# Task description:
Copy the listing below word for word, keeping every line.

# Excerpted data:

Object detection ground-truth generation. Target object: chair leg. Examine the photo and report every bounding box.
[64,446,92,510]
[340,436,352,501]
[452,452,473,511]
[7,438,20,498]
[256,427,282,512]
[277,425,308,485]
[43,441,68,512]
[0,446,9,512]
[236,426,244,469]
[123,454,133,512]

# Output:
Object detection ground-truth generation. Target object: chair leg. Examine the photo and report every bounding box.
[64,446,92,510]
[340,436,352,501]
[452,452,473,511]
[7,438,20,498]
[256,427,282,512]
[277,425,308,485]
[43,441,68,512]
[0,446,9,512]
[236,426,244,469]
[123,454,133,512]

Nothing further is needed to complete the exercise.